# [GIVEN PROBLEM]
Can you render every line of the records below as a Markdown table with the columns "Row" and "Line", numbering the rows and leaving out any blank lines?
▼
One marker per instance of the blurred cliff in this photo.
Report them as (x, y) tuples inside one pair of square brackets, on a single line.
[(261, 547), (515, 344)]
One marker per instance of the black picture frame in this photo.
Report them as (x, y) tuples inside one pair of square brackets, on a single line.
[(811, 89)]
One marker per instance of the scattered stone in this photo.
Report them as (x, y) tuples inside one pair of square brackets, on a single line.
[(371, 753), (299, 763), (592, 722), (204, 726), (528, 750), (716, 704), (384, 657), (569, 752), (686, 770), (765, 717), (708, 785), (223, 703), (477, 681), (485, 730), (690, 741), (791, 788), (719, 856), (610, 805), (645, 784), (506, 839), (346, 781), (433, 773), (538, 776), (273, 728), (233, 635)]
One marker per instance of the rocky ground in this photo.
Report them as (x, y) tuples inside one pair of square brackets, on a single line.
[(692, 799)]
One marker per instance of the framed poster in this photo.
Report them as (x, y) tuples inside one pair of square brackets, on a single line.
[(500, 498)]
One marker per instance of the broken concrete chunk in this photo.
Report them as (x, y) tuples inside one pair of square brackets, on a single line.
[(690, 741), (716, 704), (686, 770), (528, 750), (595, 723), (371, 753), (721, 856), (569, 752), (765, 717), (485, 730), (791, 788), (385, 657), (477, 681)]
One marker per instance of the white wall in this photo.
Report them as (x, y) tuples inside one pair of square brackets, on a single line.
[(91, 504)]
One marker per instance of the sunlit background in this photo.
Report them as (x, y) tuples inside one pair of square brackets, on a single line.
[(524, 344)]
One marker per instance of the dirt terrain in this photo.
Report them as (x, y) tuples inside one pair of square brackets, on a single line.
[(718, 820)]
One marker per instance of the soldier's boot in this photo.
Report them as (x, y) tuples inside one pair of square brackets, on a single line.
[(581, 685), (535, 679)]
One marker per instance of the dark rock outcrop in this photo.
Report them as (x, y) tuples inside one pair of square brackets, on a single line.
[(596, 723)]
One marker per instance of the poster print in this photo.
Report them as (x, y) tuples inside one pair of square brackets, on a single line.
▲
# [RESPONSE BELOW]
| Row | Line |
|---|---|
| 1 | One marker per instance of the blurred cliff in this photo. |
| 2 | Report them as (x, y) tuples inside one pair of square brackets, on a single line. |
| 3 | [(261, 547), (515, 344)] |
| 4 | One marker per instance of the black picture frame in this photo. |
| 5 | Report them as (x, y) tuples inside one pair of square brackets, on a single line. |
| 6 | [(811, 89)] |
| 7 | One marker per instance of the scattered stone in this photo. |
| 8 | Report them as (x, y) tuples inside one pair of square brackets, on a single line. |
| 9 | [(371, 753), (299, 763), (592, 722), (204, 726), (528, 750), (716, 704), (384, 657), (569, 752), (686, 770), (765, 717), (708, 785), (223, 703), (477, 681), (485, 730), (690, 741), (791, 788), (719, 856), (610, 805), (645, 784), (506, 839), (346, 781), (433, 773), (538, 776), (273, 728), (233, 635)] |
| 10 | One marker per instance of the rocky ground in this photo. |
| 11 | Report them as (x, y) tuples inside one pair of square brackets, on a single line. |
| 12 | [(692, 799)] |
| 13 | One marker per instance of the framed poster in this photo. |
| 14 | Report them as (x, y) tuples inside one pair of square brackets, on a single line. |
| 15 | [(500, 498)] |
| 16 | One marker per instance of the broken concrete chunk in this photo. |
| 17 | Report them as (x, y) tuples inside one pair of square brackets, on a single line. |
| 18 | [(690, 741), (716, 704), (686, 770), (528, 750), (595, 723), (371, 753), (721, 856), (569, 752), (765, 717), (485, 730), (791, 788), (385, 657), (477, 681)] |
| 19 | One marker per instance of the white wall in this photo. |
| 20 | Report them as (x, y) tuples inside one pair of square brackets, on a single line. |
| 21 | [(91, 504)] |
| 22 | One marker per instance of the sunlit background in this photo. |
| 23 | Report them as (x, y) tuples inside one pair of square brackets, on a single line. |
| 24 | [(524, 344)] |
| 25 | One marker per instance of the dirt terrain in this photo. |
| 26 | Report them as (x, y) tuples inside one pair of square brackets, on a single line. |
| 27 | [(718, 820)] |
| 28 | One marker per instance of the soldier's boot in this photo. |
| 29 | Report them as (x, y) tuples inside one pair of square brackets, on a single line. |
| 30 | [(581, 685), (535, 679)] |
| 31 | One marker per instance of the dark rock outcrop in this photo. |
| 32 | Report them as (x, y) tuples inside one pair of square brackets, on a single line. |
| 33 | [(596, 723)] |
| 34 | One marker per instance of the poster print in this photo. |
| 35 | Report them as (x, y) tuples inside one pair of square brackets, on a single line. |